◆ REQUIREMENT ◆
Write out all the records below again, requests included, but multiply every coordinate in the answers by 0.4 and round each result to a whole number, with halves rounding up. Leave the pictures out.

Location identification entries
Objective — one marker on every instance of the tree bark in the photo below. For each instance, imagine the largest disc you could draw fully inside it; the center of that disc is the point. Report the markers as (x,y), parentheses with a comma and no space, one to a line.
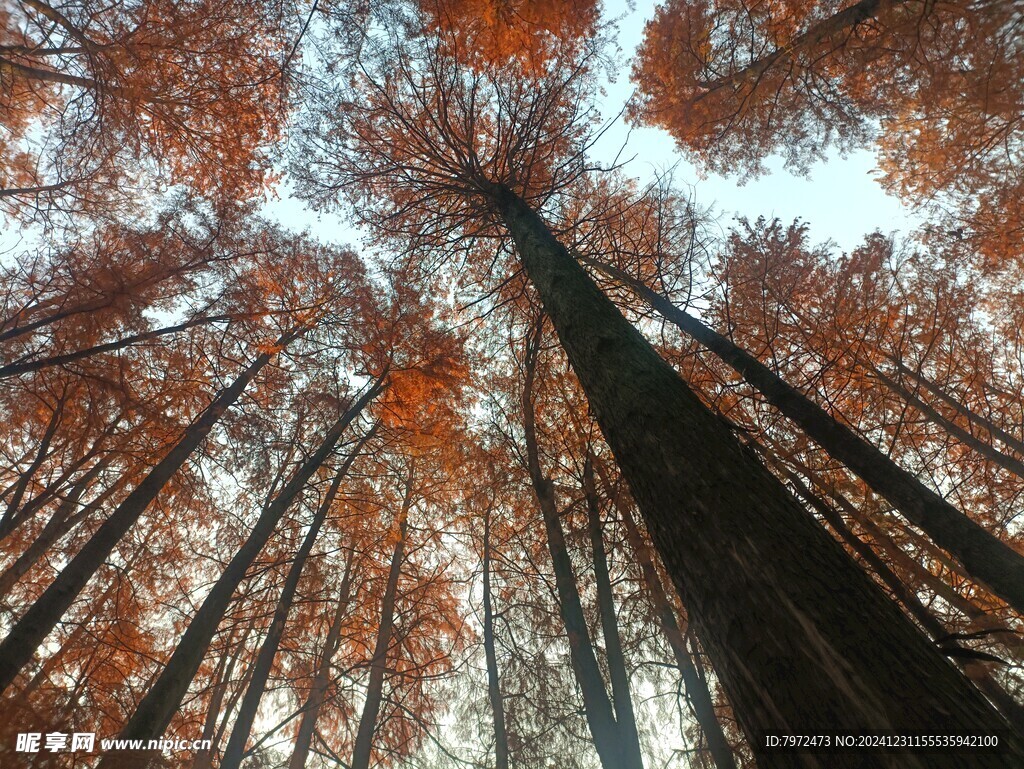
(767,588)
(491,653)
(613,749)
(1008,463)
(155,711)
(378,663)
(1014,443)
(317,692)
(17,648)
(268,649)
(696,687)
(982,554)
(621,694)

◆ THE COMPLETED TASK ◆
Objective — one marker on every instance of the tree bark in the photo below. For each instance, imagine the largest disc you could draw fully inside it; the center of that disc is the point. Report the markers as (x,y), parentheses with a comma and no space, one to a line.
(307,235)
(196,261)
(245,300)
(403,185)
(62,284)
(151,265)
(406,177)
(127,277)
(7,259)
(107,260)
(278,275)
(393,222)
(248,278)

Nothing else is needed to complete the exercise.